** The request **
Pull out every line of the data below that contains the string "dress".

+++ Provided records +++

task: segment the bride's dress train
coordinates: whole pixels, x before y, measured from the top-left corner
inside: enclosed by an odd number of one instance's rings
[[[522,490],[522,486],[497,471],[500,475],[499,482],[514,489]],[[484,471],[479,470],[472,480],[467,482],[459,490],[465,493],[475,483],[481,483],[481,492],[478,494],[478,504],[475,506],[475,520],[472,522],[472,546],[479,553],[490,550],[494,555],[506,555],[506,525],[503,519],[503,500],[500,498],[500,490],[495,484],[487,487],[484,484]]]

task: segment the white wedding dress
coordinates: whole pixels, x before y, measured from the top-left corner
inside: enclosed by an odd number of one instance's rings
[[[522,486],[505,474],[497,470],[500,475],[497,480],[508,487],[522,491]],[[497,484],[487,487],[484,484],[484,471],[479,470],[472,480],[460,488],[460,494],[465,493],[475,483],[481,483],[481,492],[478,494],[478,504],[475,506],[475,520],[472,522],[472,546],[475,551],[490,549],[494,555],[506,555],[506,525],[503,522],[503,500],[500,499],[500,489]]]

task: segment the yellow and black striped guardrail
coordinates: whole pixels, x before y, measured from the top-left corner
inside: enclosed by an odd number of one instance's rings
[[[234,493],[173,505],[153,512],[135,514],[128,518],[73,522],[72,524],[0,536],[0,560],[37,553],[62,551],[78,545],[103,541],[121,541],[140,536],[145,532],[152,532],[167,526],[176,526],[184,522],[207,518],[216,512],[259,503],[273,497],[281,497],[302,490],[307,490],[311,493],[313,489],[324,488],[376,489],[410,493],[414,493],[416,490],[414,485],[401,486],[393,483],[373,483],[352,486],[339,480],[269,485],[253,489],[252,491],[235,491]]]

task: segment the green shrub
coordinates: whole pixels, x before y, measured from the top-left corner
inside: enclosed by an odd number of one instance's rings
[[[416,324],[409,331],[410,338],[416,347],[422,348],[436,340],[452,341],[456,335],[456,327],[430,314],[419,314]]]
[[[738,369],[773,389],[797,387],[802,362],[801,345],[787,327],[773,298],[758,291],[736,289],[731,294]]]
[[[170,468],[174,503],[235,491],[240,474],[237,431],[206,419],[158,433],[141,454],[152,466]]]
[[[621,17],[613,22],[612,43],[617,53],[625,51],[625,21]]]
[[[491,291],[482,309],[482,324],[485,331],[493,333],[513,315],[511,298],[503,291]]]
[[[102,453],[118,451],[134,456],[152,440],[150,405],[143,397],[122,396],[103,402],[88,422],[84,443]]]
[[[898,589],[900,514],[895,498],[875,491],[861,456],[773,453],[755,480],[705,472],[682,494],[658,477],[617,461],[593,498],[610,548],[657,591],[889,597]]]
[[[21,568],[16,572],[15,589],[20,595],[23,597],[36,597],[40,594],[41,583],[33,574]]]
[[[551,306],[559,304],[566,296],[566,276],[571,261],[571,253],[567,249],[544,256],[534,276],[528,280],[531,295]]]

+++
+++ Provided records +++

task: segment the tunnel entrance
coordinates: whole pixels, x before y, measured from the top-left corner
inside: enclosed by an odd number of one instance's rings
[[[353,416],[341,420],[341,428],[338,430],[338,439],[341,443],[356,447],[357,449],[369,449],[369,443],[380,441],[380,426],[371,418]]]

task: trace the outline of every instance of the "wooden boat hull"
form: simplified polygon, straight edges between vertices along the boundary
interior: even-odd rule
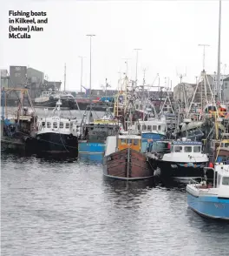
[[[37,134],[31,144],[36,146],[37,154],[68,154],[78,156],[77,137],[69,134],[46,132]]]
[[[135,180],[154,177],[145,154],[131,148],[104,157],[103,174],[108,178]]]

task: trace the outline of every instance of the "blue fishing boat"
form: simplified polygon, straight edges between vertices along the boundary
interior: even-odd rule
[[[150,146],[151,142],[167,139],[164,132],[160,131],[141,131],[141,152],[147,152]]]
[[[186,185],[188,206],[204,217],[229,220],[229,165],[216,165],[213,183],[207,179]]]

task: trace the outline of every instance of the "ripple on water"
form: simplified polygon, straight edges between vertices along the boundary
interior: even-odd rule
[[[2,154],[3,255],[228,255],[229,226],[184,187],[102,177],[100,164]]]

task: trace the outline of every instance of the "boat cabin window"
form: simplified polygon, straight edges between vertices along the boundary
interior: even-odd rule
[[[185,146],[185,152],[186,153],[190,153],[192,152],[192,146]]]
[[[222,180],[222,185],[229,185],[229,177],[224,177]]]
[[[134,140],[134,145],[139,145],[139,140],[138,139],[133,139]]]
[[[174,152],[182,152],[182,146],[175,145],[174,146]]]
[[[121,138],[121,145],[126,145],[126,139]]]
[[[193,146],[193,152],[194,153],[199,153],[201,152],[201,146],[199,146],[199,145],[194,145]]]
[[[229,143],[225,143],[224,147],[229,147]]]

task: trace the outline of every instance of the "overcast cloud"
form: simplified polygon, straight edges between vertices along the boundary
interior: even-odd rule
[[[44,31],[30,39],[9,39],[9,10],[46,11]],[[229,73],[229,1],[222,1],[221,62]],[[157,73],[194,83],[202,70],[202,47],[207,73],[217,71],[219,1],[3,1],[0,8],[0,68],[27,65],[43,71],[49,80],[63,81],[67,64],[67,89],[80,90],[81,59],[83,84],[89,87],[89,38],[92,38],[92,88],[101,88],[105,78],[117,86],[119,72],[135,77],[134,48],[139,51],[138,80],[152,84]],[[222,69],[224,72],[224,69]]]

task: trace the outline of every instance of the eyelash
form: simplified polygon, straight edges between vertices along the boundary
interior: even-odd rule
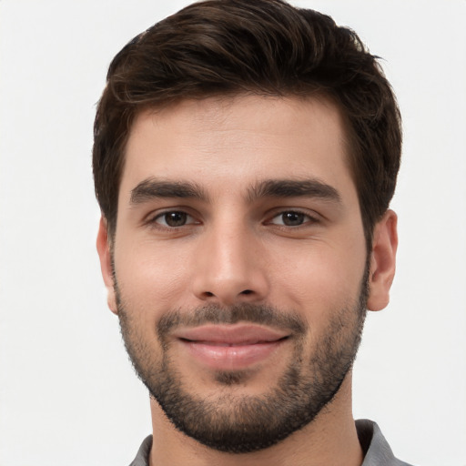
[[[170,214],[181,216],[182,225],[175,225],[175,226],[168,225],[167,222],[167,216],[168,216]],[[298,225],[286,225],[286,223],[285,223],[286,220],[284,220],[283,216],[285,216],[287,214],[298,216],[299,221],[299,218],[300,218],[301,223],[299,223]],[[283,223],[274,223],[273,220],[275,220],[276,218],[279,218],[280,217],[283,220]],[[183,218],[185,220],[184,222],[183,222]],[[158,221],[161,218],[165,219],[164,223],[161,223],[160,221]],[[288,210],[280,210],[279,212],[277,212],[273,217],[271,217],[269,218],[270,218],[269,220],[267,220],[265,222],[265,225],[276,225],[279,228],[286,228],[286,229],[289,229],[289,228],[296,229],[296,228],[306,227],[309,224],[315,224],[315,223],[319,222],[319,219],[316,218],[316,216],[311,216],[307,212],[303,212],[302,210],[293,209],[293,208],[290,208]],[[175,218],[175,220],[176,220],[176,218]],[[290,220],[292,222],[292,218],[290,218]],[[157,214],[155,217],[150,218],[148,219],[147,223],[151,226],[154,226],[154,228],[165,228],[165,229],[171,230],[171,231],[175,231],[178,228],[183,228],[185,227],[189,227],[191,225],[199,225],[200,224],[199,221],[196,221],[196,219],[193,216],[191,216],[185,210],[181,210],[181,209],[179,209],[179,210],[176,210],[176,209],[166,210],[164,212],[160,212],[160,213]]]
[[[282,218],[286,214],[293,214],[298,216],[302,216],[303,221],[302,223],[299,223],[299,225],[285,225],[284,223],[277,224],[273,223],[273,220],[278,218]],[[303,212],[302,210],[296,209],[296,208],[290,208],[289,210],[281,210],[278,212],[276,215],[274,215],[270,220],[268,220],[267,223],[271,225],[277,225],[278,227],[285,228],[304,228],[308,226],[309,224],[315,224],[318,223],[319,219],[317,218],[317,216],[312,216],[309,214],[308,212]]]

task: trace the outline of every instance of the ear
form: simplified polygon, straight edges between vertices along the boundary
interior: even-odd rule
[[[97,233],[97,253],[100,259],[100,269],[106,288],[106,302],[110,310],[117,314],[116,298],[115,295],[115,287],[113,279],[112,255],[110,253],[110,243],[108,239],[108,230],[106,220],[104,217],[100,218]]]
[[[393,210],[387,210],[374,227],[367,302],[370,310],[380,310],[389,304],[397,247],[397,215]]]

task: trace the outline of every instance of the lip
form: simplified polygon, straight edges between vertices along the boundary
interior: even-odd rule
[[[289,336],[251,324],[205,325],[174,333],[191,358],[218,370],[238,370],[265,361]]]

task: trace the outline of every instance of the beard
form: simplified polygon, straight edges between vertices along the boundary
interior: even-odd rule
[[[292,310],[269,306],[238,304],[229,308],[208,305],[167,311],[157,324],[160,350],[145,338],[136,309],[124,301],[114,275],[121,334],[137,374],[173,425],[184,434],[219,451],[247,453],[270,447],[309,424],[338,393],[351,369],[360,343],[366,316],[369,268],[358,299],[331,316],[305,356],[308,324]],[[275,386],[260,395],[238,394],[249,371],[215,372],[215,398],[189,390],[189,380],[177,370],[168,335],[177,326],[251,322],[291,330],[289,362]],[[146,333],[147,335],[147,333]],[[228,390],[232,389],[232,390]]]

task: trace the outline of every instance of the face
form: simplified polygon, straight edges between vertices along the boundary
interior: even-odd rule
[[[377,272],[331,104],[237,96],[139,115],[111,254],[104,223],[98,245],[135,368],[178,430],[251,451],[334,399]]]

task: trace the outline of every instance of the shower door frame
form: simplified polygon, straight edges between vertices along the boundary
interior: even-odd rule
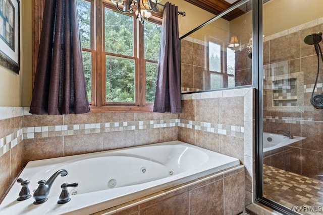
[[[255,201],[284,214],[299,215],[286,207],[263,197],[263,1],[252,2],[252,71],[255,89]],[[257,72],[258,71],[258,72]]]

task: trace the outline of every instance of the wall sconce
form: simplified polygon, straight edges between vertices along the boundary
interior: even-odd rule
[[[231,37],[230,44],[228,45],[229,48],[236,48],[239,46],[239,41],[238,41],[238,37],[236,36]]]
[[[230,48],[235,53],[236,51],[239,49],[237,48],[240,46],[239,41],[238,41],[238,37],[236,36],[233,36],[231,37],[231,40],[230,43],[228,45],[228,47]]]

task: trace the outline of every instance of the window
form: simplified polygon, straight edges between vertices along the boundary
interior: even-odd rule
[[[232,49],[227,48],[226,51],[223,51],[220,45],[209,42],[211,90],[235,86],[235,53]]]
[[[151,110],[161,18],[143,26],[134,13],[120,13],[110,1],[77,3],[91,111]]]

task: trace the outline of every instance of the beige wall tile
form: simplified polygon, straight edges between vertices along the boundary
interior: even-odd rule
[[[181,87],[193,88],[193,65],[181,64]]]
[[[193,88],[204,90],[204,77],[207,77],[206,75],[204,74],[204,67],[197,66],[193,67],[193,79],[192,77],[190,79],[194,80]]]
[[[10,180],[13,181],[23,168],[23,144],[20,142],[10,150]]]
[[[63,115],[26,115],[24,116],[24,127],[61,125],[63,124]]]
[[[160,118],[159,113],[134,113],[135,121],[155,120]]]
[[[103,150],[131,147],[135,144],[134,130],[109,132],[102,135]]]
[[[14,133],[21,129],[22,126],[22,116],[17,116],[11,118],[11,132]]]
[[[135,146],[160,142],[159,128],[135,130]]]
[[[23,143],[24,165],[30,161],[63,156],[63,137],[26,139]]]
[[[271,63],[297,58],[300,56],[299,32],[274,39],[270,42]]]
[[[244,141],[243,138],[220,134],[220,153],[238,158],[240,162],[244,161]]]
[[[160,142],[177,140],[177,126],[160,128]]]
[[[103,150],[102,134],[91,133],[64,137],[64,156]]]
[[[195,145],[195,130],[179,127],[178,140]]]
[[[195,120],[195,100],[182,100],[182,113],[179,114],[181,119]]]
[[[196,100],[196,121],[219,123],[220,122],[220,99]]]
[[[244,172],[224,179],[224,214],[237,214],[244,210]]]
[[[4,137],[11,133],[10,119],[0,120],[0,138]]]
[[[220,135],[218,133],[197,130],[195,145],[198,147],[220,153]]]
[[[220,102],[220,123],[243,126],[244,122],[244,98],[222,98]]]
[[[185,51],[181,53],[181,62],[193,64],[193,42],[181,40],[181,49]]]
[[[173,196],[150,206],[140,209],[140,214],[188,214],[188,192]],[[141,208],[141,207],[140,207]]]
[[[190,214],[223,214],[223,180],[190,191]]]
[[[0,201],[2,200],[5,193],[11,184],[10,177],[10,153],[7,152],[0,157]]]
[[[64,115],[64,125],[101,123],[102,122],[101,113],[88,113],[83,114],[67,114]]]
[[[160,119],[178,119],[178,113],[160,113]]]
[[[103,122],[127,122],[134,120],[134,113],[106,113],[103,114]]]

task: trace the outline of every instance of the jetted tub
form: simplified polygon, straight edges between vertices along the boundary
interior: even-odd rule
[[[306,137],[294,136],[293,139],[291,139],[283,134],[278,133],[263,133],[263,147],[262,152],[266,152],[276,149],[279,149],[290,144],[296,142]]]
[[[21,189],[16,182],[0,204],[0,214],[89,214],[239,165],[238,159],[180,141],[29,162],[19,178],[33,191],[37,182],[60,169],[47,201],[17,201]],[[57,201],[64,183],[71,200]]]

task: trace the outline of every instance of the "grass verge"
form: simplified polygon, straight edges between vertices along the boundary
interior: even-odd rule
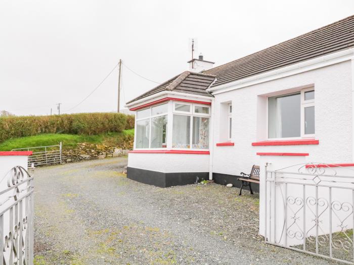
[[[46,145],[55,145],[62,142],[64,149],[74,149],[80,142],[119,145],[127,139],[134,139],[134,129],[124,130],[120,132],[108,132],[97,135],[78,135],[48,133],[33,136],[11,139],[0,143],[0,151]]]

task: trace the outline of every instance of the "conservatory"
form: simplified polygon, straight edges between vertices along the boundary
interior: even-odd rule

+++

** Worked solution **
task: segment the bride's dress train
task: segment the white wedding dress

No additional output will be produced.